_TASK DETAILS_.
Rewrite every row below, swapping "single pixel" for "single point" and keeping everything else unchanged. Leave the pictures out of your version.

(Location identification entries)

☆ ☆ ☆ ☆ ☆

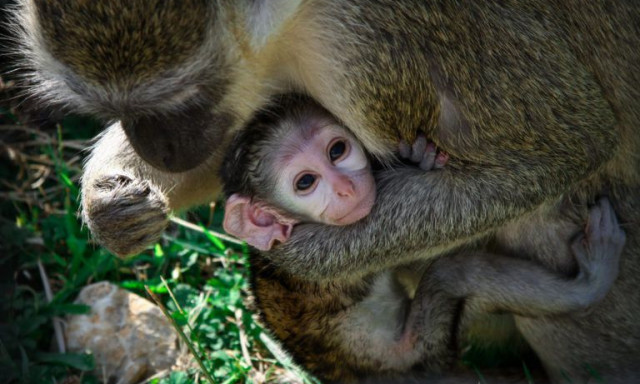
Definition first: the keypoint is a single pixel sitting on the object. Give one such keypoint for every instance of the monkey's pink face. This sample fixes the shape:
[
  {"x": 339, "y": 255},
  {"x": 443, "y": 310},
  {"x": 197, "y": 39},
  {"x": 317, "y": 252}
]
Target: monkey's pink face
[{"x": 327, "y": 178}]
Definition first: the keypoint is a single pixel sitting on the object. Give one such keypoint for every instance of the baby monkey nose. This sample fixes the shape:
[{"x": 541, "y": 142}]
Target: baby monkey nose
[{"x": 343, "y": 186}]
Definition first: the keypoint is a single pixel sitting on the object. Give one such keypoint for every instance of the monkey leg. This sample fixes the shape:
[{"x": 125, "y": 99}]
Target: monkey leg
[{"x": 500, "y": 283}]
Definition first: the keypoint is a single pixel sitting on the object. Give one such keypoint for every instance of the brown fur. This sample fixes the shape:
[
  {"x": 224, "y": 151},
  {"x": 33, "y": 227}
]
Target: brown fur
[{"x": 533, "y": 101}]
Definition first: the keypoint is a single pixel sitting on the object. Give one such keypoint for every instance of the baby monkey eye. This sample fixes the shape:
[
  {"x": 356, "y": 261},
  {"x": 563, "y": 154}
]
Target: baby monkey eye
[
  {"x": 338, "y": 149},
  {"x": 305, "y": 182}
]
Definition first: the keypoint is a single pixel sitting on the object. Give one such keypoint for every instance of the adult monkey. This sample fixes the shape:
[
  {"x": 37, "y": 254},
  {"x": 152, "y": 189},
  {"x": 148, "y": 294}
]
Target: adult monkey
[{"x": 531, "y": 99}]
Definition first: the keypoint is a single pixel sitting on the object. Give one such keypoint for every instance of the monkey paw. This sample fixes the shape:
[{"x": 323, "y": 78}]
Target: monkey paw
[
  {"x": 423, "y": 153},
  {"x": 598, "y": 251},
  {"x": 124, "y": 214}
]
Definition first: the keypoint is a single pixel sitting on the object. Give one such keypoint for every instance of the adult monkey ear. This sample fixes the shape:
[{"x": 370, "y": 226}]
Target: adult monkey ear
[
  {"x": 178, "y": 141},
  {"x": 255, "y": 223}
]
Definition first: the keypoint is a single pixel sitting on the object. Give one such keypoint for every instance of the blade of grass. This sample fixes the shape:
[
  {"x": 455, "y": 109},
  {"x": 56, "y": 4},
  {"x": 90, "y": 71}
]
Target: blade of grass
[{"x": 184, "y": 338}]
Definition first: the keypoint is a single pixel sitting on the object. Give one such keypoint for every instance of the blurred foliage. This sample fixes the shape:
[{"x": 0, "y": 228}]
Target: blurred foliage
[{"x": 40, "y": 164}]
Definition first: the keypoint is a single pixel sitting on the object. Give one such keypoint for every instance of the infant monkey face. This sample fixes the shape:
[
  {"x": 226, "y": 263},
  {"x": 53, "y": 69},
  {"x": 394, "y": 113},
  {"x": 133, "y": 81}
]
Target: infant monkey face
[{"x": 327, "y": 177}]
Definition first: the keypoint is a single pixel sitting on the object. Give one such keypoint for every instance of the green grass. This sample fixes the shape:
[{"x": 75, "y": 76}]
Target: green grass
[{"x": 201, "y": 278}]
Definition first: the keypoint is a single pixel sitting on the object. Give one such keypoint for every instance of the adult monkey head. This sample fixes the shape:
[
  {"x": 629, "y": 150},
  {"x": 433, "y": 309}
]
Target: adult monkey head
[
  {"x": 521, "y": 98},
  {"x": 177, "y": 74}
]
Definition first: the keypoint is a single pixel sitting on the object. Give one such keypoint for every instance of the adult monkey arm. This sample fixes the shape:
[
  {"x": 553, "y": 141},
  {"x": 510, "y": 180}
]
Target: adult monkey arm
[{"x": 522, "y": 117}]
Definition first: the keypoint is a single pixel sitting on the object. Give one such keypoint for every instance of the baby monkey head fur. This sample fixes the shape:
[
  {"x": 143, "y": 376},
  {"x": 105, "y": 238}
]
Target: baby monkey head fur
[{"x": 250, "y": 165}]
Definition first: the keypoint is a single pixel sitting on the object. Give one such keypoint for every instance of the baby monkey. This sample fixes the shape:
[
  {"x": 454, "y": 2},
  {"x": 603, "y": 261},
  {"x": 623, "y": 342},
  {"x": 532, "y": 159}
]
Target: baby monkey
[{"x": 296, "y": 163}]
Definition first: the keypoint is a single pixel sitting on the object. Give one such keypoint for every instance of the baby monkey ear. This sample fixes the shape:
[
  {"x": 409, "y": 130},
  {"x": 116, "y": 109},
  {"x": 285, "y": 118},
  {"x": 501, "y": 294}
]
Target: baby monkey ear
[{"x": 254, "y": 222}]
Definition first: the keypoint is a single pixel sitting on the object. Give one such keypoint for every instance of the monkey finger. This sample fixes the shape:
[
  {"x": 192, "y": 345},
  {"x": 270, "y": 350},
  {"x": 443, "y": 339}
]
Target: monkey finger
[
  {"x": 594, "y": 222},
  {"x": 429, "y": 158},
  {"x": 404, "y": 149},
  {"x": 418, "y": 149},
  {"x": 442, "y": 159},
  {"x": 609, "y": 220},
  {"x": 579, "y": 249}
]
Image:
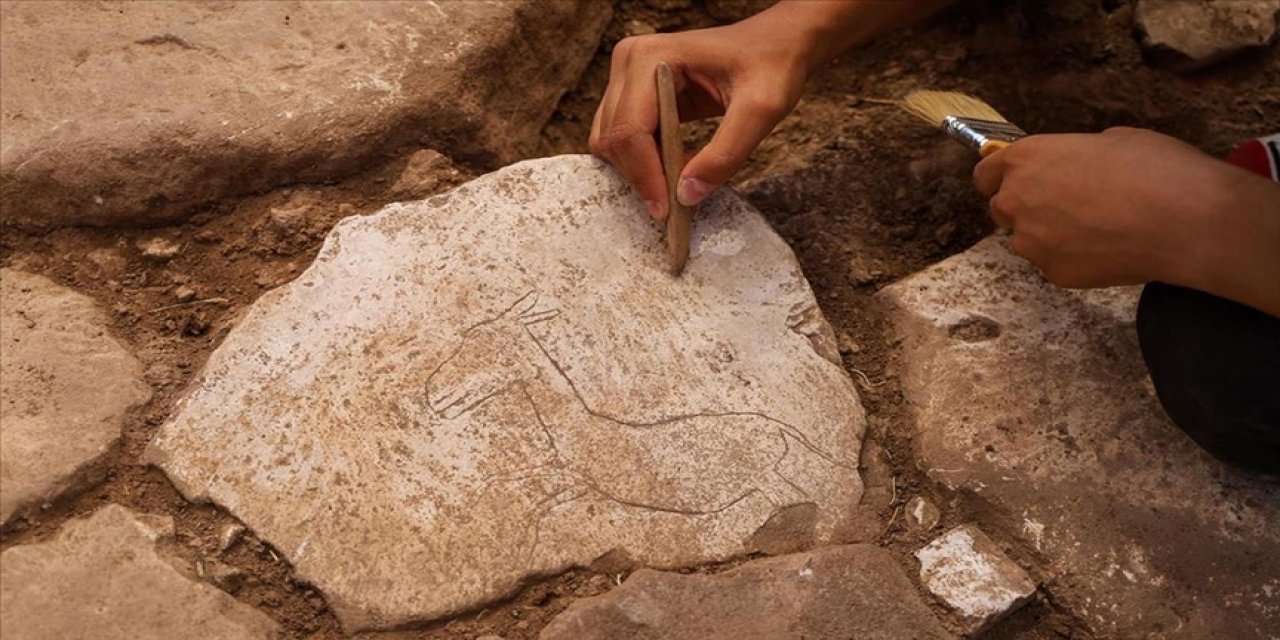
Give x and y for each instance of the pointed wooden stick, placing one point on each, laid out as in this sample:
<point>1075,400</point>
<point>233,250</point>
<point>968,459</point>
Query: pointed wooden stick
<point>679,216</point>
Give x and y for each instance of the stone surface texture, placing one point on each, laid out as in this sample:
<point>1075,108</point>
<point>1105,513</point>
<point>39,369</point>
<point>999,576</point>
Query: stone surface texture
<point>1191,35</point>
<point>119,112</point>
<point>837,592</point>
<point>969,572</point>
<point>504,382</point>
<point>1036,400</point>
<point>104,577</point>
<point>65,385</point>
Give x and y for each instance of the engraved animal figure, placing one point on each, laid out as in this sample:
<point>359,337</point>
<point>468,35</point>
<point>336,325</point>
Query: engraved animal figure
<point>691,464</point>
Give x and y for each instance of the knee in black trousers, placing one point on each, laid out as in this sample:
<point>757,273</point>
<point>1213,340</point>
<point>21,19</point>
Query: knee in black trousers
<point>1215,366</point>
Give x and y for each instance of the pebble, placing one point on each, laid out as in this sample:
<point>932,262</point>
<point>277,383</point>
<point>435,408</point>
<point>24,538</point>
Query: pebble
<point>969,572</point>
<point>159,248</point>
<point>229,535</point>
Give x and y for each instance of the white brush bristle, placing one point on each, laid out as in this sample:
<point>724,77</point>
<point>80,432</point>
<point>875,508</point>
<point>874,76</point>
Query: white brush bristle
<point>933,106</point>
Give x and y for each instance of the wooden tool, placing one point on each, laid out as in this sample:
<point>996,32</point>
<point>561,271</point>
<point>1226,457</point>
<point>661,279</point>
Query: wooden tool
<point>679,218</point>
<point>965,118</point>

☆ ☆ ☆ ☆ ☆

_FULL OUTPUT_.
Definition first: the keypoint is a single point sitting on the object. Give one such keypoint for every instance of the monkey's pink face. This sample fixes the shape:
[
  {"x": 339, "y": 255},
  {"x": 443, "y": 310},
  {"x": 197, "y": 39},
  {"x": 317, "y": 252}
]
Target: monkey's pink face
[{"x": 327, "y": 178}]
Definition first: the keypoint is a single point sitting on the object. Give one such keypoint for every instance of the baby monkey nose. This sample fixes the shape:
[{"x": 541, "y": 142}]
Target: baby monkey nose
[{"x": 343, "y": 186}]
Definition first: the keypoint is a single point sitting on the object. Give one such keypoint for every instance of the monkey leg. This sample fixes the shape:
[{"x": 125, "y": 99}]
Target: monkey leg
[{"x": 500, "y": 283}]
Definition first: the keypoint is a single point sitting on the object. Give one such keypoint for every instance of the brown fur. This sample fixes the shape:
[
  {"x": 224, "y": 151},
  {"x": 33, "y": 227}
]
Target: brown fur
[{"x": 533, "y": 101}]
Definition first: the keypoint is a single point sitting on the object. Give one such keypoint for every instance of the baby monkey eye. This sample fixes the shape:
[
  {"x": 356, "y": 261},
  {"x": 563, "y": 154}
]
Target: baby monkey eye
[
  {"x": 338, "y": 149},
  {"x": 305, "y": 182}
]
Definition first: the keypoint is a single point sitting on the object. Give one such keypoint for every instance of the adult monkey. This sample fixes the shape:
[
  {"x": 37, "y": 254},
  {"x": 152, "y": 189},
  {"x": 148, "y": 294}
]
Target: adult monkey
[{"x": 531, "y": 99}]
Definition first: the keypoint is a single point sitting on the object. Give one such keypoint for every instance of the monkey paw. This sample fixes the shape:
[{"x": 323, "y": 78}]
Target: monkey paw
[
  {"x": 423, "y": 153},
  {"x": 598, "y": 251},
  {"x": 124, "y": 214}
]
Definition first: the keypoint is a single point sitting on the object. Give one such keypoint for every instance of the adult monkey ear. This sample fixes the shape:
[{"x": 370, "y": 226}]
Target: adult monkey ear
[
  {"x": 178, "y": 141},
  {"x": 255, "y": 223}
]
Definition first: the keypoint is a single point sitting on the object. Give one such keypoint for every instance of the blade of grass. This sample fixes the shape:
[
  {"x": 455, "y": 109},
  {"x": 56, "y": 4},
  {"x": 90, "y": 71}
]
Target: blade of grass
[{"x": 184, "y": 338}]
Definition first: the keypoint is a single point sitting on the object. Give one such keypoint for every instance of the blurred foliage. This sample fixes the shape:
[{"x": 0, "y": 228}]
Target: blurred foliage
[{"x": 40, "y": 164}]
Definition first: the keypoint is a single point sitting on the object. Give one such keypoint for every instance of the infant monkey face. This sample fixes the shape:
[
  {"x": 226, "y": 263},
  {"x": 53, "y": 69},
  {"x": 394, "y": 113},
  {"x": 133, "y": 81}
]
Target: infant monkey face
[{"x": 327, "y": 177}]
Definition first: the keypoint is a single point sitting on the object. Give one such keypoint for every instance of the green grass. This sample fixes the shape:
[{"x": 75, "y": 76}]
Target: green grass
[{"x": 201, "y": 278}]
Definition first: the keypoint is a single point sitting on the object. Give one such keypoint for every instance of the adult monkey head. This sample fixes the shape:
[
  {"x": 629, "y": 150},
  {"x": 433, "y": 309}
]
Target: adult monkey head
[
  {"x": 521, "y": 98},
  {"x": 177, "y": 74}
]
Definition first: the keypoint is a single point sitting on the object. Give one such keypoint for every instance of the adult monkey arm. This sample fixes the shape:
[
  {"x": 553, "y": 141},
  {"x": 510, "y": 180}
]
Target: adult monkey arm
[{"x": 522, "y": 117}]
Definition first: the keypoint is a single point sitting on the object. Give one such keypoint for every instance of the baby monkey head fur. This sample fixes the shape:
[
  {"x": 143, "y": 376},
  {"x": 105, "y": 238}
]
Target: baby monkey head fur
[{"x": 250, "y": 165}]
Definition first: the keypoint is a single point sitting on the object. Give one such keypoint for every instance of the baby monkey. This sample fixes the shape:
[
  {"x": 454, "y": 2},
  {"x": 603, "y": 261},
  {"x": 623, "y": 342},
  {"x": 532, "y": 159}
]
Target: baby monkey
[{"x": 296, "y": 163}]
Definition first: the keypoint is a single point sitting on the object. Give one such keypoint for every instance of the baby monkey ear. This sample fixes the shape:
[
  {"x": 409, "y": 130},
  {"x": 116, "y": 109},
  {"x": 285, "y": 118},
  {"x": 501, "y": 294}
]
Target: baby monkey ear
[{"x": 254, "y": 222}]
Definition first: the keypoint is a single point sitting on the object. Give one such keypoint for every instance of the monkey finger. This sample fixes the shape:
[
  {"x": 192, "y": 345},
  {"x": 270, "y": 350},
  {"x": 443, "y": 339}
]
Target: monkey finger
[
  {"x": 594, "y": 222},
  {"x": 429, "y": 158},
  {"x": 404, "y": 149},
  {"x": 418, "y": 149},
  {"x": 442, "y": 159},
  {"x": 609, "y": 220},
  {"x": 579, "y": 249}
]
Image:
Give x and y for each instance of the pointed wooden stick, placing one point on each, laid out as in this sample:
<point>1075,400</point>
<point>233,250</point>
<point>968,459</point>
Query: pointed wooden stick
<point>679,216</point>
Give x and y for each instance of the stone surface texture, placing one point on each, laid out as in this sample:
<point>1075,108</point>
<point>1105,513</point>
<point>39,369</point>
<point>999,576</point>
Query: stone surface texture
<point>1191,35</point>
<point>119,112</point>
<point>837,592</point>
<point>969,572</point>
<point>504,382</point>
<point>1036,400</point>
<point>104,577</point>
<point>65,385</point>
Give x and y for each instance of the engraved animal figure, placing one point on each, laid out as in this sample:
<point>359,337</point>
<point>468,35</point>
<point>336,325</point>
Query: engraved animal figure
<point>691,464</point>
Give x and y for each instance of the knee in black trousers, placing one point on each, laid out as in this sample:
<point>757,273</point>
<point>1213,340</point>
<point>21,19</point>
Query: knee in black trousers
<point>1215,366</point>
Give x and y for each instance of the pebble, placing one point on each, laid out as in this sample:
<point>932,262</point>
<point>277,383</point>
<point>435,408</point>
<point>24,538</point>
Query: pebble
<point>969,572</point>
<point>159,248</point>
<point>229,535</point>
Give x and y for each instance of the white brush bristle, placing one point on each, laid out as in this sample:
<point>724,77</point>
<point>80,432</point>
<point>875,508</point>
<point>874,76</point>
Query: white brush bristle
<point>933,106</point>
Give x and y for each instance of the wooden tool, placing one point on each, laid out as in this sample:
<point>996,32</point>
<point>561,271</point>
<point>1226,457</point>
<point>661,279</point>
Query: wooden tool
<point>679,218</point>
<point>965,118</point>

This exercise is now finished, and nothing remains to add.